— Start Passage given —

At a recent meeting of the Senate Standing Committee on Information and
Broadcasting the Director General, Pakistan Broadcasting Corporation (PBC)
Murtaza Solangi said that Voice of America programmes are broadcast by
his organisation under an agreement. He said that PBC Peshawar
broadcasts VOA programmes for four hours a day while 11 FM channels air
its programmes for one hour daily. Solangi who is said to be a friend of
President Asif Ali Zardari had never been an employee of PBC nor hails
from any ministry. He is however a former employee of Voice of America
and now part of Pakistan government and chief executive of a sensitive
organisation like PBC. A board of directors nominated by the government
of Pakistan runs the organisation he heads.
It is strange that the PBC board had resolved to hand over its airwaves
over the sensitive tribal belt and other areas of NWFP to the Americans.
In addition to using PBC transmitters, the American are also
broadcasting for the area through satellite whose signals are far better
and clear than PBC. Under the deal, VOA will use PBC equipment and
transmitters in Peshawar, Islamabad, and Lahore to distribute VOA
material in Pashto and Urdu on medium and FM waves. The federal cabinet
has ratified the agreement between PBC and the VOA. Which will force
millions of people in all parts of Pakistan to listen to the VOA’s
popular news and information programmes as signals of other PBC stations
are not stronger enough in many areas.
So the VOA would enjoy easy access to the Pakistani population in
addition to BBC radiating from the island of Masirah in the Gulf. Whole
of Pakistan especially the tribal areas in the north and Balochistan are
currently going through a critical stage. The broadcast from Peshawar
are especially sensitive because their target areas cover the Federally
Administered Tribal Areas where an open war is going on between the
armed forces of Pakistan and the militants that include a sizeable
number of foreigners. Being the state run medium great responsibility
rests with PBC. Can the organisation enjoy the luxury to lease out its
transmitters to an alien broadcasting network is a big question that
needs answer from Solangi and those at the helm of affairs at the
ministry of information and broadcasting. Right from its inception on
the 14th of August 1947, the track record of PBC or Radio Pakistan, its
sign call, had been excellent. On each and every difficult occasion
despite limited resources, the editors, producers and engineers of Radio
Pakistan had stood to the test of time. They had informed and educated
the masses and grabbed their attention through standard entertainment
programmes thus creating a sense of confidence amongst the masses. In
the post partition period, when the greatest migration of the history
took place in the sub-continent in the aftermath of large scale anti
Muslim riots in India, Radio Pakistan was the only medium that had
created a sense of confidence and a ray of hope amongst the people.

— End Passage given —
— Start Provided data —

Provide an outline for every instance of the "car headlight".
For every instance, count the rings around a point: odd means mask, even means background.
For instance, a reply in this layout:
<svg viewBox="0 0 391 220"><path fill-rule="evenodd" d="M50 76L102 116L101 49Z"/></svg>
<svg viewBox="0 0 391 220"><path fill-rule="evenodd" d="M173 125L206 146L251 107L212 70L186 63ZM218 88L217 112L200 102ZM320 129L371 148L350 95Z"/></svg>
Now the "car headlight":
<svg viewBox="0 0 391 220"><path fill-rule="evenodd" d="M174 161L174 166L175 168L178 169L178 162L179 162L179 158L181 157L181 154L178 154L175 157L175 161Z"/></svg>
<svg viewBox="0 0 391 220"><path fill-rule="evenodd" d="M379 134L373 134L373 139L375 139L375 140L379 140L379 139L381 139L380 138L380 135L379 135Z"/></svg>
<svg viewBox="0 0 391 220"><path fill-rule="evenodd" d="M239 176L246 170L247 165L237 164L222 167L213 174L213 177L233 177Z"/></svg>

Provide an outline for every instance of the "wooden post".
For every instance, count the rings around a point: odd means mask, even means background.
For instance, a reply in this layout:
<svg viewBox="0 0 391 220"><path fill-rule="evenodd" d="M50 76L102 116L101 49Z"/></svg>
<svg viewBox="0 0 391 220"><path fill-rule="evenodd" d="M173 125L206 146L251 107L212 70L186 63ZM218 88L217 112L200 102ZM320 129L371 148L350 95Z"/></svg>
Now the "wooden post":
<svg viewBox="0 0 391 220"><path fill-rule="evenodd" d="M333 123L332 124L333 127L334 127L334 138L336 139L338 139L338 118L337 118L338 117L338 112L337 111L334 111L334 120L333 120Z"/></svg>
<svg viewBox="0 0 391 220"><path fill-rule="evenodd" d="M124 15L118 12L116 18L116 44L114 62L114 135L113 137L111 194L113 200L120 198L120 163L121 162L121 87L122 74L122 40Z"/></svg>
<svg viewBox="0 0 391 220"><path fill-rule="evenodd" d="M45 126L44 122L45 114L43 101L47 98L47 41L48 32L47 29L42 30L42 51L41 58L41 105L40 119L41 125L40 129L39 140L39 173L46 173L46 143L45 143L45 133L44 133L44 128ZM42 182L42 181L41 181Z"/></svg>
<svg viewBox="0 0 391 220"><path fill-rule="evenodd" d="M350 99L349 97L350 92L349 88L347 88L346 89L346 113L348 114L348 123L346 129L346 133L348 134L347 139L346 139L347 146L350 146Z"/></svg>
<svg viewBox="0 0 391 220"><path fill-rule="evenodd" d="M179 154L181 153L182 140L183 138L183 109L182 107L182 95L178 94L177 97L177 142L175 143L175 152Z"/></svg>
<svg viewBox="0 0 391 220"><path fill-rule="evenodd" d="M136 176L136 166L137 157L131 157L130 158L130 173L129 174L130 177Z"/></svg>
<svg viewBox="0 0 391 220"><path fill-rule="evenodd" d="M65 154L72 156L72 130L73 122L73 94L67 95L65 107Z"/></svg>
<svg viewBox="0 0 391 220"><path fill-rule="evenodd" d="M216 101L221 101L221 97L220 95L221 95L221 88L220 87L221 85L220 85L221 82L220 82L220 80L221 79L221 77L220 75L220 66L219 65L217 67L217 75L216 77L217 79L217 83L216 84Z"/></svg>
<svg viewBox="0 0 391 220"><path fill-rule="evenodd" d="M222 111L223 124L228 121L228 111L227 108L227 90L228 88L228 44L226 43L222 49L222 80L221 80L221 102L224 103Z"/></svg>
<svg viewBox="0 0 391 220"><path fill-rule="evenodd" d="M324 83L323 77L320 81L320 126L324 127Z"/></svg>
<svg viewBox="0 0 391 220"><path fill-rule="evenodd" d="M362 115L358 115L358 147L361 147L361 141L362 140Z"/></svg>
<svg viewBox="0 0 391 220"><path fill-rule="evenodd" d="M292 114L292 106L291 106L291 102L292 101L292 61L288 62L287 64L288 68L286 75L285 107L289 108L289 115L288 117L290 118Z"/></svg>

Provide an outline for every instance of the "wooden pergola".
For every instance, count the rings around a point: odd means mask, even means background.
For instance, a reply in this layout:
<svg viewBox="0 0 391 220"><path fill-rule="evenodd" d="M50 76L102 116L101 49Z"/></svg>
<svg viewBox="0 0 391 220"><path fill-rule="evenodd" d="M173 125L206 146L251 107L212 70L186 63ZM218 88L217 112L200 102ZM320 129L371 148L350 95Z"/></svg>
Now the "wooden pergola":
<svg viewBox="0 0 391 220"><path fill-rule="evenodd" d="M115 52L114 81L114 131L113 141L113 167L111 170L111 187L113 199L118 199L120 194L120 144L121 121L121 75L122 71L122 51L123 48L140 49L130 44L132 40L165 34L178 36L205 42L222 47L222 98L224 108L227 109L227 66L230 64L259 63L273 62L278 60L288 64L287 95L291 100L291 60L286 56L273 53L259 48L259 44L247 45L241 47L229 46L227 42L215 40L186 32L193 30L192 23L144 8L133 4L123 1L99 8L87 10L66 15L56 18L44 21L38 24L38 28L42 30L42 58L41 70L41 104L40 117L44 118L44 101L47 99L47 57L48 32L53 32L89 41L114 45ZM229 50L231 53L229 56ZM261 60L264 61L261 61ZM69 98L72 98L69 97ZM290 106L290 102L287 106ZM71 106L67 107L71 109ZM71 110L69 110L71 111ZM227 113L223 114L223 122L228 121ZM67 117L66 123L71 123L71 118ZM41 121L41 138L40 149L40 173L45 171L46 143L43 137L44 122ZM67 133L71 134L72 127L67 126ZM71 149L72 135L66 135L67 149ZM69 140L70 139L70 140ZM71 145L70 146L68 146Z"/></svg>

— End Provided data —

Aim of the exercise:
Reproduce the stretch of the article on PBC and Voice of America from "Murtaza Solangi said" through "organisation he heads.", word for word. The data come from a separate source unrelated to the article.

Reply:
Murtaza Solangi said that Voice of America programmes are broadcast by
his organisation under an agreement. He said that PBC Peshawar
broadcasts VOA programmes for four hours a day while 11 FM channels air
its programmes for one hour daily. Solangi who is said to be a friend of
President Asif Ali Zardari had never been an employee of PBC nor hails
from any ministry. He is however a former employee of Voice of America
and now part of Pakistan government and chief executive of a sensitive
organisation like PBC. A board of directors nominated by the government
of Pakistan runs the organisation he heads.